WORK TO COMPLETE -> Reproduce the stretch of the listing from the line containing "Presence check: is there any white metal" through the line containing "[262,250,417,353]", swapping "tree" for "shrub" and leaving every other character unchanged.

AVAILABLE RECORDS ->
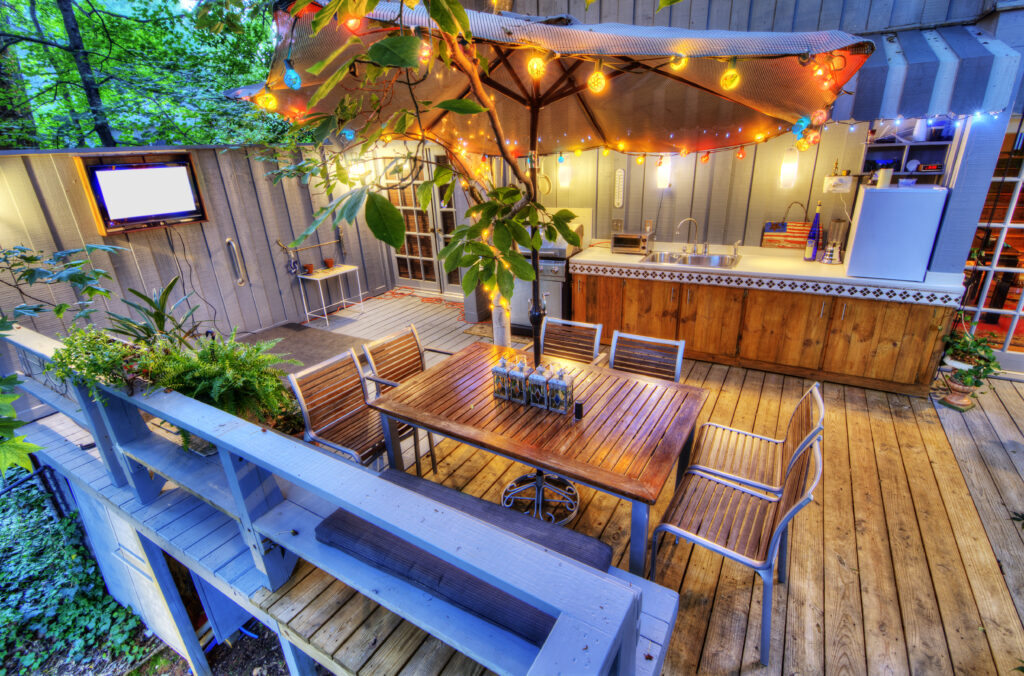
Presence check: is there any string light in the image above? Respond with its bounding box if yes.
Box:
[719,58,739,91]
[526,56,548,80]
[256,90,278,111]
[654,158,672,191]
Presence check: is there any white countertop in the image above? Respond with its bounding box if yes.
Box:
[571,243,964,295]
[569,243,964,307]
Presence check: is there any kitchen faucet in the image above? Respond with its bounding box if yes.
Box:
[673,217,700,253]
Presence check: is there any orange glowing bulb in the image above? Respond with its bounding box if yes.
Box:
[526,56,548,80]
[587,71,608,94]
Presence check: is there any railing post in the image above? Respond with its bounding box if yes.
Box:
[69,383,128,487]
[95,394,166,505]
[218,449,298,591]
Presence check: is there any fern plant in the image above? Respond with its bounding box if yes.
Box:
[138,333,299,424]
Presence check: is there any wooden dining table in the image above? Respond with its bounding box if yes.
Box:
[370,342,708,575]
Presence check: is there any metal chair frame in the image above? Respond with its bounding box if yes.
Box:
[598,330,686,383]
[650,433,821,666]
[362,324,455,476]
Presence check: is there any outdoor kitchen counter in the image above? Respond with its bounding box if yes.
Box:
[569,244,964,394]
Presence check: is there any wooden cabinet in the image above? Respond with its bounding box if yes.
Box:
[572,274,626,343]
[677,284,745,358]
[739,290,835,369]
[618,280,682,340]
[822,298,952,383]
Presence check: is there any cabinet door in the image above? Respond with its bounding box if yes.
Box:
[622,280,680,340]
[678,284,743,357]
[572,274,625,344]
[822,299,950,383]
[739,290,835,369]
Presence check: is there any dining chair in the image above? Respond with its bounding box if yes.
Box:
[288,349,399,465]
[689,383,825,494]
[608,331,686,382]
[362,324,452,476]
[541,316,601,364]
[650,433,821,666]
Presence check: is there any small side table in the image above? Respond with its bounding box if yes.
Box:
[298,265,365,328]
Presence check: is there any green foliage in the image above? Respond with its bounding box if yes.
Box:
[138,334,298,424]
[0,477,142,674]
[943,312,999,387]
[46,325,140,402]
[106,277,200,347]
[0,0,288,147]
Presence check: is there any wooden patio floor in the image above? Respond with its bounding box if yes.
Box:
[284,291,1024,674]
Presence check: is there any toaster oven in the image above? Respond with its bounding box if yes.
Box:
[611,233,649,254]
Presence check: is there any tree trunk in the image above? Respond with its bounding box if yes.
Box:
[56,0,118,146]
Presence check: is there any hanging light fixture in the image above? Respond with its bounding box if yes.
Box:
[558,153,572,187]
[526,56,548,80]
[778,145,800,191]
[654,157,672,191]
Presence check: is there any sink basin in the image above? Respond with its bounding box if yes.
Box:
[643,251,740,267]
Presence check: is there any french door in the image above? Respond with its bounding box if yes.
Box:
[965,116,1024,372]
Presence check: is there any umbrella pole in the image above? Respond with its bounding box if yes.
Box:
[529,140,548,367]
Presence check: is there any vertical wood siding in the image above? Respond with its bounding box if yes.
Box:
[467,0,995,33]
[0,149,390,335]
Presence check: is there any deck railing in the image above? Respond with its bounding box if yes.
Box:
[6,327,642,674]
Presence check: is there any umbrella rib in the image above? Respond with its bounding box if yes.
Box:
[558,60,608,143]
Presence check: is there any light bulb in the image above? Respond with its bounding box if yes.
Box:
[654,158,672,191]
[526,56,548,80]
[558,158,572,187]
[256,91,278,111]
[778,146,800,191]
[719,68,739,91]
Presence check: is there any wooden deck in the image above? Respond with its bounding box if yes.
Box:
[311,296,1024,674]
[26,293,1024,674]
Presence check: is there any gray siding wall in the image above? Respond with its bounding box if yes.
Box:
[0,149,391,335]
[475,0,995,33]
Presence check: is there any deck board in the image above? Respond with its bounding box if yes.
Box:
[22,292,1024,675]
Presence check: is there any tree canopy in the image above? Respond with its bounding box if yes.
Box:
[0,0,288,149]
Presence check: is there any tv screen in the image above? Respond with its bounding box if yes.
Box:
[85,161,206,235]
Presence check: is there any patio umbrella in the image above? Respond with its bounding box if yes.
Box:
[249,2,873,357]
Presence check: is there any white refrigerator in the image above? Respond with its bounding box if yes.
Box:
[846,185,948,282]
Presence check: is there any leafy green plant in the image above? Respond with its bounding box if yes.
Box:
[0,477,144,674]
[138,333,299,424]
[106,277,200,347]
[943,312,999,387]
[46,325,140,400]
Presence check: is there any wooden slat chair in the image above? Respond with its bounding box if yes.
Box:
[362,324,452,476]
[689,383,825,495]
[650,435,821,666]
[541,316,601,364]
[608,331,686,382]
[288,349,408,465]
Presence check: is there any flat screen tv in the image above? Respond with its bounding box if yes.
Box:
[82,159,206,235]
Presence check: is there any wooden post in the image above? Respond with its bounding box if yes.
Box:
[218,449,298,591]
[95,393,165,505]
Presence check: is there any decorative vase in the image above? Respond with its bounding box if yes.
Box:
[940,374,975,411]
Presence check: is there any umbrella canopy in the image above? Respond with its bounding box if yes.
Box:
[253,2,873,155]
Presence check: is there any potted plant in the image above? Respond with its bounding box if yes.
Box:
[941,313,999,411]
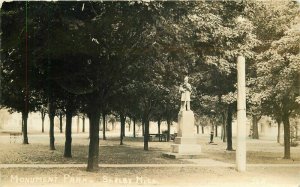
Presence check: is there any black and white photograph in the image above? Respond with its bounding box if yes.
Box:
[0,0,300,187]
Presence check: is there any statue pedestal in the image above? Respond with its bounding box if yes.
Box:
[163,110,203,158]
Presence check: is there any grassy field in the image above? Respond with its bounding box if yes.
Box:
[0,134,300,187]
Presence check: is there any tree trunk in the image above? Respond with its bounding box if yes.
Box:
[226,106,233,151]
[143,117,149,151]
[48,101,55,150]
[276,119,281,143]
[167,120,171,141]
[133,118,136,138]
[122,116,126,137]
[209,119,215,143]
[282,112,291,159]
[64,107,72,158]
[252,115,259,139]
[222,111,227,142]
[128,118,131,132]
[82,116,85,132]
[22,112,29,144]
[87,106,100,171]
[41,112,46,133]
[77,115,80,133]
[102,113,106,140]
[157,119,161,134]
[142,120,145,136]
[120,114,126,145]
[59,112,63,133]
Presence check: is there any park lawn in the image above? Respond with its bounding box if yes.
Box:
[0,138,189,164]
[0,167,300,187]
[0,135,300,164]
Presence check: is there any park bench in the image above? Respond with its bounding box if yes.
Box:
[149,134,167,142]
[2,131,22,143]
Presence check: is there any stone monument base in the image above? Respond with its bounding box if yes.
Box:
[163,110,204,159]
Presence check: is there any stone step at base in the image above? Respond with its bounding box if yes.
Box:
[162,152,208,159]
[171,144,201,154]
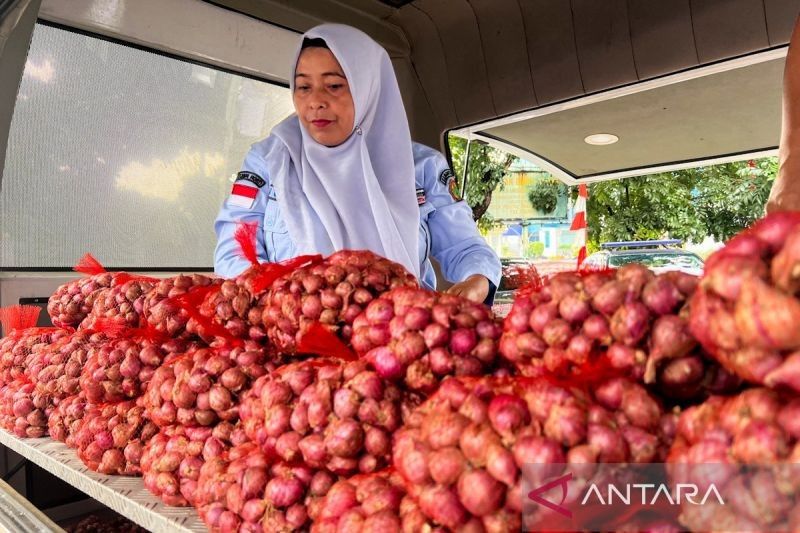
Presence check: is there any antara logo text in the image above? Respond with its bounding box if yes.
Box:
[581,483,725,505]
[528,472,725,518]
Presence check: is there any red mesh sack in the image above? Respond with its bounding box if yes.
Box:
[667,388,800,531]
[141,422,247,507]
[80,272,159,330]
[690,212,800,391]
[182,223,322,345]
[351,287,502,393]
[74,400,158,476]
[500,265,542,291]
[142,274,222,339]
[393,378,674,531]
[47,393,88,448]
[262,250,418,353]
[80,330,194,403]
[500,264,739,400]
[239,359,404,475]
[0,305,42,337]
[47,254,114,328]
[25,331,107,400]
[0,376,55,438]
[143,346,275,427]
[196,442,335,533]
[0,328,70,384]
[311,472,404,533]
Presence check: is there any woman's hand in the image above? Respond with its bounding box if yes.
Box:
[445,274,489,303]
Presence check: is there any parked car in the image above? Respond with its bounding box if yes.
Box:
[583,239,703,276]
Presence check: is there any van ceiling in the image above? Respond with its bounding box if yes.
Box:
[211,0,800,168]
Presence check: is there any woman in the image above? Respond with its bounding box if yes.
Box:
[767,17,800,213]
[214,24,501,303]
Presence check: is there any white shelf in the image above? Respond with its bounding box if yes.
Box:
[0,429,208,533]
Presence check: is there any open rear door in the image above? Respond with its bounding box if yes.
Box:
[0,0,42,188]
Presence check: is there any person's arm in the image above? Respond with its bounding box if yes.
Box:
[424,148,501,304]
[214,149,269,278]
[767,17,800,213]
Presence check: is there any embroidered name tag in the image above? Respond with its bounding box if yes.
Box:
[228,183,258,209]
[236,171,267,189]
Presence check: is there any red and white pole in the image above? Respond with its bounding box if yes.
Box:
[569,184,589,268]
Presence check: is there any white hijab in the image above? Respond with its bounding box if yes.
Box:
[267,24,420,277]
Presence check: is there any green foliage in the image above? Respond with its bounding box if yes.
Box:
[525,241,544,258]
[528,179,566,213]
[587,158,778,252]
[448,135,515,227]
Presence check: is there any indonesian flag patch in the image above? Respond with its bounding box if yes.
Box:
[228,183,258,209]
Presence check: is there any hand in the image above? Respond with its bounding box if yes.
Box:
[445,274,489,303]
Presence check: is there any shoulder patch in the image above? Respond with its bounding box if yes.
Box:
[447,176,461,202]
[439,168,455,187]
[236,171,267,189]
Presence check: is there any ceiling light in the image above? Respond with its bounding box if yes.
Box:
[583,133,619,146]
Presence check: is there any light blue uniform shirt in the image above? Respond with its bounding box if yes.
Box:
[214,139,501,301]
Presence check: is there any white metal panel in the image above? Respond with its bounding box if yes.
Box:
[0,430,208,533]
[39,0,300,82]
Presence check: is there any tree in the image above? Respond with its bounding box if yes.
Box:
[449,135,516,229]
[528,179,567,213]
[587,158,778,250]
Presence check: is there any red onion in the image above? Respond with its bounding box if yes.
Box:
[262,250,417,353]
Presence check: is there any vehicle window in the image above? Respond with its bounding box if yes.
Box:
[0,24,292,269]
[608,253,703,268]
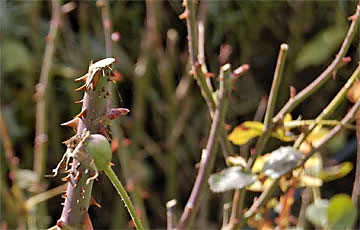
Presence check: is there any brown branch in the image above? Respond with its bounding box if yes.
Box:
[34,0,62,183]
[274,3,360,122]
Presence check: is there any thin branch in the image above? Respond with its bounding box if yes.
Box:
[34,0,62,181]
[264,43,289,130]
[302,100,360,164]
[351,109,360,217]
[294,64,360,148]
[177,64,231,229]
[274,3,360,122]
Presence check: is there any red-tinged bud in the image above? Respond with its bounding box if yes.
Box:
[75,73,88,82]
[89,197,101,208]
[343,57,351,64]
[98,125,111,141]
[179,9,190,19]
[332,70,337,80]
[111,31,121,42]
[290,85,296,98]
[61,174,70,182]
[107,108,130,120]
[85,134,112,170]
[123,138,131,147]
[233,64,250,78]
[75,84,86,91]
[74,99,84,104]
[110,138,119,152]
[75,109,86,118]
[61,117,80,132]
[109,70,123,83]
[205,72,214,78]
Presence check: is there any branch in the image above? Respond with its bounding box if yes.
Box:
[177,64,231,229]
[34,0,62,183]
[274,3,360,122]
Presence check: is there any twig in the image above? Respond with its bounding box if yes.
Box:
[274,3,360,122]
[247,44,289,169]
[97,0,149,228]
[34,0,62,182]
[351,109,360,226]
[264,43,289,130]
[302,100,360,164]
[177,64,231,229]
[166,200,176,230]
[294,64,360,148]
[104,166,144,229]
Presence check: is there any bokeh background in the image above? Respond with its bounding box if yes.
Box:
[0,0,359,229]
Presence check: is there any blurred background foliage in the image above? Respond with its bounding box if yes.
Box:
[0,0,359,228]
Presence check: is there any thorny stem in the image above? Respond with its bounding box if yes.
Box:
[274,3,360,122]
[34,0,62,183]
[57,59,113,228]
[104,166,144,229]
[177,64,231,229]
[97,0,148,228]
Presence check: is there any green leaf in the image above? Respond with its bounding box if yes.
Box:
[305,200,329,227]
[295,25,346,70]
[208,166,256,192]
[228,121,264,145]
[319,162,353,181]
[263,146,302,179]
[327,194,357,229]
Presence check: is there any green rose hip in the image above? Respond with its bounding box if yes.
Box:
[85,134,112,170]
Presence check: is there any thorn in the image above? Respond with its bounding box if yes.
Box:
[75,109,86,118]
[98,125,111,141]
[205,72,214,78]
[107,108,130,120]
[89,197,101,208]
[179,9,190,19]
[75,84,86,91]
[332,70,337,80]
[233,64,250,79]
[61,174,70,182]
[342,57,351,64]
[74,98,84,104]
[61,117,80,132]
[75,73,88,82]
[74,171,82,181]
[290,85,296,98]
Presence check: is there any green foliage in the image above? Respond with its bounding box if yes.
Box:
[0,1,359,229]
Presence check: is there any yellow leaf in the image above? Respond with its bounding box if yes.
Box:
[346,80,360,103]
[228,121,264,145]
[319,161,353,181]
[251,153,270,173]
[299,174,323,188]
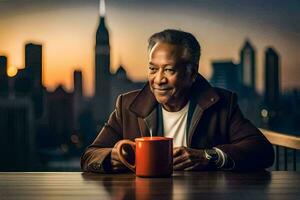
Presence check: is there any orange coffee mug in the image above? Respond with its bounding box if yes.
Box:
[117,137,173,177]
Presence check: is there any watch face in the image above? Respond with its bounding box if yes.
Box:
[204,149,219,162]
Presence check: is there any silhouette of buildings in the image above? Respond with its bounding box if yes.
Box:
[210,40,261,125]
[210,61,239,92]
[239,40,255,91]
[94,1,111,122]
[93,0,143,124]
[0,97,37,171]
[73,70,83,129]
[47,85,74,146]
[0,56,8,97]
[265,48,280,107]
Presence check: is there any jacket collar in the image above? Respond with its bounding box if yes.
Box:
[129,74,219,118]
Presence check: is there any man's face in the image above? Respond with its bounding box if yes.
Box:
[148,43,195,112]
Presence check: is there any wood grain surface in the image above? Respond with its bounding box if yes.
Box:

REPLY ->
Presence check: is there any white metal panel in the image above? Respond with its bounding box if yes.
Box:
[0,430,208,533]
[39,0,300,82]
Presence check: is there any shrub in the image above? Respond with its bounding box if yes.
Box:
[449,135,516,229]
[528,179,567,213]
[587,158,778,250]
Presence check: is there any red onion in the image above? Respond with its bounding box if yes.
Box:
[262,250,417,353]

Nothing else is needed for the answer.